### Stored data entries
+--

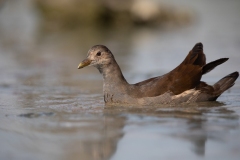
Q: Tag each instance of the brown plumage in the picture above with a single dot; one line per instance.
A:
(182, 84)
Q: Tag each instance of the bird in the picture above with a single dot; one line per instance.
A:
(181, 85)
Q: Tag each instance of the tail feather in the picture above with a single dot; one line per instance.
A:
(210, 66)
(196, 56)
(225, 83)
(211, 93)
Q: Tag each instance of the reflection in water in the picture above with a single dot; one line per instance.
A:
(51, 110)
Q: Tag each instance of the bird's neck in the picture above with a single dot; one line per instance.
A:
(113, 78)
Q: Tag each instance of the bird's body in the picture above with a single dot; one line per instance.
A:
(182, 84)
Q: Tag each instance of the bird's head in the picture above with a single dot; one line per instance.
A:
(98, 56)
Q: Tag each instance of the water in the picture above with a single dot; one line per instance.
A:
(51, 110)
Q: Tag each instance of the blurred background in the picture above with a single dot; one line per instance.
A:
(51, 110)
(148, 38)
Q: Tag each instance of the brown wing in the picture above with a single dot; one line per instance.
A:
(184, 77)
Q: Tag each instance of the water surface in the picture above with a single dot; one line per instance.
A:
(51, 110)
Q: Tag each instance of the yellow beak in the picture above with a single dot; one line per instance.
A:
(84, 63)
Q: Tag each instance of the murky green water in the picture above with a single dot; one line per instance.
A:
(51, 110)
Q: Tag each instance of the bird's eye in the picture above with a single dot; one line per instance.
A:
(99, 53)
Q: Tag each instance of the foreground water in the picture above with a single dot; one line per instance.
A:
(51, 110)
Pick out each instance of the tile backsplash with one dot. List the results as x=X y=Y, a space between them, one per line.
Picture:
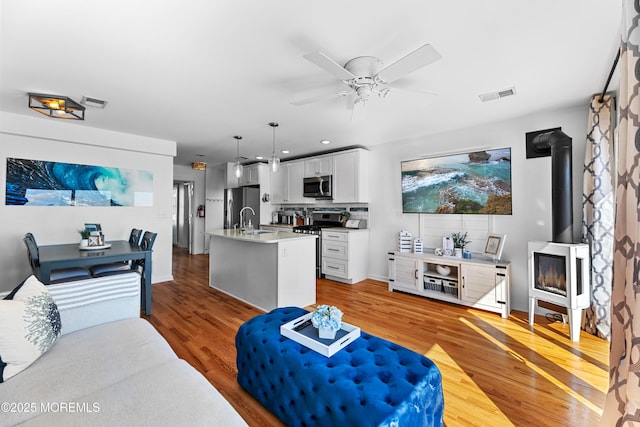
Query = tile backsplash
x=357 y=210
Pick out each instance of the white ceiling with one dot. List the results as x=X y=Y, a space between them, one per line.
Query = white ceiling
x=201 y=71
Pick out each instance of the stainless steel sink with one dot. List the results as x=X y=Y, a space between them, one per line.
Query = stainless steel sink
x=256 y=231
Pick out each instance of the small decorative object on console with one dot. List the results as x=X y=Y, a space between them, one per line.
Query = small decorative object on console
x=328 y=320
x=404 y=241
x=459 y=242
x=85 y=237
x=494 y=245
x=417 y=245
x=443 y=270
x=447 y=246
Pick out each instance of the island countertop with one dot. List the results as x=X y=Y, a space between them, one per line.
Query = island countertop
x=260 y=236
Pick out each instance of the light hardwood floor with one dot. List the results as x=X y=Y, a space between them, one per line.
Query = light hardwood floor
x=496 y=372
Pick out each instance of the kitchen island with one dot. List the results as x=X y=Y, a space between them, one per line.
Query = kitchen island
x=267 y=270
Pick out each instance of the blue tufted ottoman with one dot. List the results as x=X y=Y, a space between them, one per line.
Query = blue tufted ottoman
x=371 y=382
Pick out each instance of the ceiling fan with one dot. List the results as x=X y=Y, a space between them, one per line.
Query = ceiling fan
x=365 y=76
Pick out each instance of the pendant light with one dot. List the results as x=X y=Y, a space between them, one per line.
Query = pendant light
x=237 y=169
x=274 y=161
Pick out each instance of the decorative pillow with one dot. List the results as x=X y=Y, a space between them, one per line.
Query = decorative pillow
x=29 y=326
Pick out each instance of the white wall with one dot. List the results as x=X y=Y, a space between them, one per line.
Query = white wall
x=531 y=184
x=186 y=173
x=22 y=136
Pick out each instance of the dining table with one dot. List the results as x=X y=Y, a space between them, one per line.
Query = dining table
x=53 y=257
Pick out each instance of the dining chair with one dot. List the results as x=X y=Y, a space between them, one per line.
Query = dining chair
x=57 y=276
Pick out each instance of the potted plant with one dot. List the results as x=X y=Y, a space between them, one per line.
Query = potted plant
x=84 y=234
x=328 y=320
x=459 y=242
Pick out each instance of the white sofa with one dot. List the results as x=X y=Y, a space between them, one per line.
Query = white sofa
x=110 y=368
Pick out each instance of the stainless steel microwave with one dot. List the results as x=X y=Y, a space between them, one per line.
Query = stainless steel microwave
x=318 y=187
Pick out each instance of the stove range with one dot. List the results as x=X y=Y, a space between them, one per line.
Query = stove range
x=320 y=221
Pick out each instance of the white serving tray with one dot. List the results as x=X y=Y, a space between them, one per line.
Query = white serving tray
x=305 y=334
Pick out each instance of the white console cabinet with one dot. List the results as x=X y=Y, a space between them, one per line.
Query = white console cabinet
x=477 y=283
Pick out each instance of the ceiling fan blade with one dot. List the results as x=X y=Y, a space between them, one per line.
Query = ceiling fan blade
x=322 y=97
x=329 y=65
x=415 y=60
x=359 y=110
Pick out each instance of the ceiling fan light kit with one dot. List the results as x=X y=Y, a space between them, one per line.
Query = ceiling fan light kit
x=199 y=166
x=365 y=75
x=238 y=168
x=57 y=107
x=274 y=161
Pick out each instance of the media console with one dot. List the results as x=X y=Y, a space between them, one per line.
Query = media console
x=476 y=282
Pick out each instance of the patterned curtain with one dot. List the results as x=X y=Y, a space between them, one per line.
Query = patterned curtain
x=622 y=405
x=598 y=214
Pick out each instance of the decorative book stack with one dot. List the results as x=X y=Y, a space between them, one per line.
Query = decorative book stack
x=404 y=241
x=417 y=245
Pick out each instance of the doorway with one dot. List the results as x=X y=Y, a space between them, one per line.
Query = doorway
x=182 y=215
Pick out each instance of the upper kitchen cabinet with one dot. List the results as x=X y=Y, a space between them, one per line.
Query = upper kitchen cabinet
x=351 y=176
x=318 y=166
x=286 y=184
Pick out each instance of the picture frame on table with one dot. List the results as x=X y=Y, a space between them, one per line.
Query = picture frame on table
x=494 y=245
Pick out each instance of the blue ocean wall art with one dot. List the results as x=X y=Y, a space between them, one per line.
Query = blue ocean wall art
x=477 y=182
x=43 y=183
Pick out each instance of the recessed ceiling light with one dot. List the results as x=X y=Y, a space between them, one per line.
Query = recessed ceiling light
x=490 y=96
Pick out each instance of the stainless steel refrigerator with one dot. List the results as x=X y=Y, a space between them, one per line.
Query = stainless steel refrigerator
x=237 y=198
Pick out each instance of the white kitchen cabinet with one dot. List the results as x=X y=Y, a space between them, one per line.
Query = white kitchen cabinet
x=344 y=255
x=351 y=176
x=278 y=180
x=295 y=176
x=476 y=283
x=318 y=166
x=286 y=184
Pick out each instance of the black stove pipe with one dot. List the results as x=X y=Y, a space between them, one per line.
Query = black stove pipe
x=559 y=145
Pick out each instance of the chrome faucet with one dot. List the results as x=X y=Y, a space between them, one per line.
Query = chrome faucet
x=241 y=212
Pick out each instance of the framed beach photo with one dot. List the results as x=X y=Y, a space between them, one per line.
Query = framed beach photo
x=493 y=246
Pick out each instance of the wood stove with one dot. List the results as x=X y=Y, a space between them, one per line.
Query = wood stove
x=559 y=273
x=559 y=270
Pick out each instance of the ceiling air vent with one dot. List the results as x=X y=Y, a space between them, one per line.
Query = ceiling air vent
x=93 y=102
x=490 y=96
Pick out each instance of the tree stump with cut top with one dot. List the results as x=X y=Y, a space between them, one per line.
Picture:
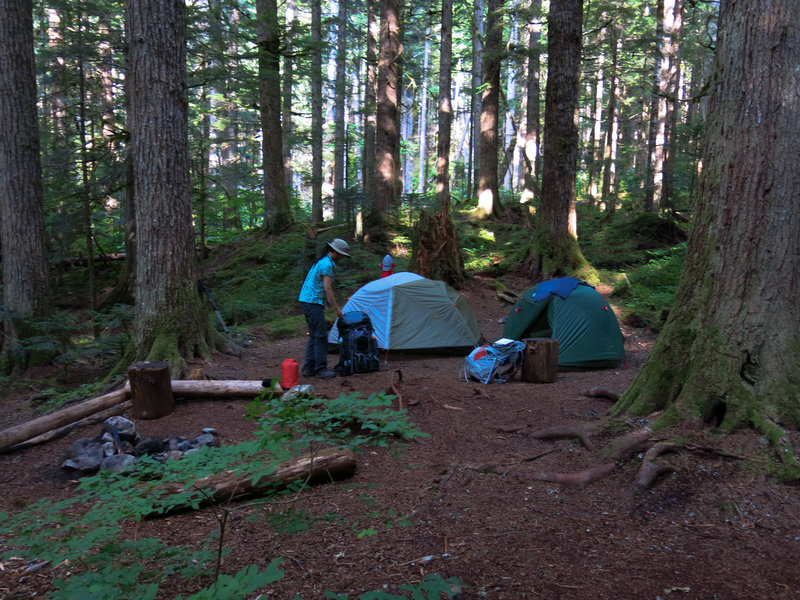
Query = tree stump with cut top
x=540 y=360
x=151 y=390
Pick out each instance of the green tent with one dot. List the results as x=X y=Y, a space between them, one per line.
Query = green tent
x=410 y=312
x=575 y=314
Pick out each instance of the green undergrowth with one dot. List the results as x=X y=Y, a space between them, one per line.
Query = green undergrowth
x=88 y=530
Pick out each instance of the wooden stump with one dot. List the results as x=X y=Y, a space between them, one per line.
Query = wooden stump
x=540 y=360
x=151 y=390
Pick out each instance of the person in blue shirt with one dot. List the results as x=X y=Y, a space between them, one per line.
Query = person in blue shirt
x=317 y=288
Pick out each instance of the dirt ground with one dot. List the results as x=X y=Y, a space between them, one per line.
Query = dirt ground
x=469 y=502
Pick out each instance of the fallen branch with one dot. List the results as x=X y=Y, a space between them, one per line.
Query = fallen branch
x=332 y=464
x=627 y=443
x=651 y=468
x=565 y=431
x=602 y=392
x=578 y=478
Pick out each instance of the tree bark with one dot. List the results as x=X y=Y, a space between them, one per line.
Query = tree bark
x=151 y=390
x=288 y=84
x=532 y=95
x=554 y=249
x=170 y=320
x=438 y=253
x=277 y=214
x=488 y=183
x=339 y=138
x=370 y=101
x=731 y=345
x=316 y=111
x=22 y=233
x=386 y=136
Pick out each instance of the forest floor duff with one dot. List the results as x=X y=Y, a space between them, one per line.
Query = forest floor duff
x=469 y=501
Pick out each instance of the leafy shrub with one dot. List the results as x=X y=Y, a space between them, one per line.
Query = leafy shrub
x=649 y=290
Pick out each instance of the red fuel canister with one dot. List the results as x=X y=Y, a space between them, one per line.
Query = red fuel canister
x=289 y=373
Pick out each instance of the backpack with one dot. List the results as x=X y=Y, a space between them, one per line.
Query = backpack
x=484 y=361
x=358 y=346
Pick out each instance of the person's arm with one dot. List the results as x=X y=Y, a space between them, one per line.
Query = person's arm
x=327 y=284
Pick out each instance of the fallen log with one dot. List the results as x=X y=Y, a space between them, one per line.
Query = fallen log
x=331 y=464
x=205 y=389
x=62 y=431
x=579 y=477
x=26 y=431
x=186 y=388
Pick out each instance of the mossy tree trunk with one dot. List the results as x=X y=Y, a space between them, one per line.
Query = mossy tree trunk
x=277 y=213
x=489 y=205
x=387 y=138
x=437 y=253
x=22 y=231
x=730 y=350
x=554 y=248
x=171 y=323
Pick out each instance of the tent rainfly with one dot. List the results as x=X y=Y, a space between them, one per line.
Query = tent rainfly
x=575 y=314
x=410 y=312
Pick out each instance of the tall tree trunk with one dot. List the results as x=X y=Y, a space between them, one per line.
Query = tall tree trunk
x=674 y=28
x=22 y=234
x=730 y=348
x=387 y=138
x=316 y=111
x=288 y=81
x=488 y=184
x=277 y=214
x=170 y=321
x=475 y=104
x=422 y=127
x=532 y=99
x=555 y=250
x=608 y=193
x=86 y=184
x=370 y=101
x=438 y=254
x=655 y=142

+--

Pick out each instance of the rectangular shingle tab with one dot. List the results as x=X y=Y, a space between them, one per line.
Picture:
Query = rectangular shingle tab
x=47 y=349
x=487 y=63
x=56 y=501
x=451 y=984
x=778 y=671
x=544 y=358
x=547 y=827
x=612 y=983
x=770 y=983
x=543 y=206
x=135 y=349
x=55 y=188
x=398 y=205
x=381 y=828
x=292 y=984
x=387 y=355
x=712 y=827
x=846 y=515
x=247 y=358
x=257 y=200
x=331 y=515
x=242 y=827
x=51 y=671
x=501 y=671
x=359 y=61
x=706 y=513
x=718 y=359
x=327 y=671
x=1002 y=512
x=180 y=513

+--

### About this exercise
Out of the records above, pull the lines that include the word "brown".

### Answer for the task
Q: Tag each instance of the brown plumage in the picture above with a single dot; one line per instance.
Q: Tag each instance of the brown wing in the picture above with a single dot; one line per instance.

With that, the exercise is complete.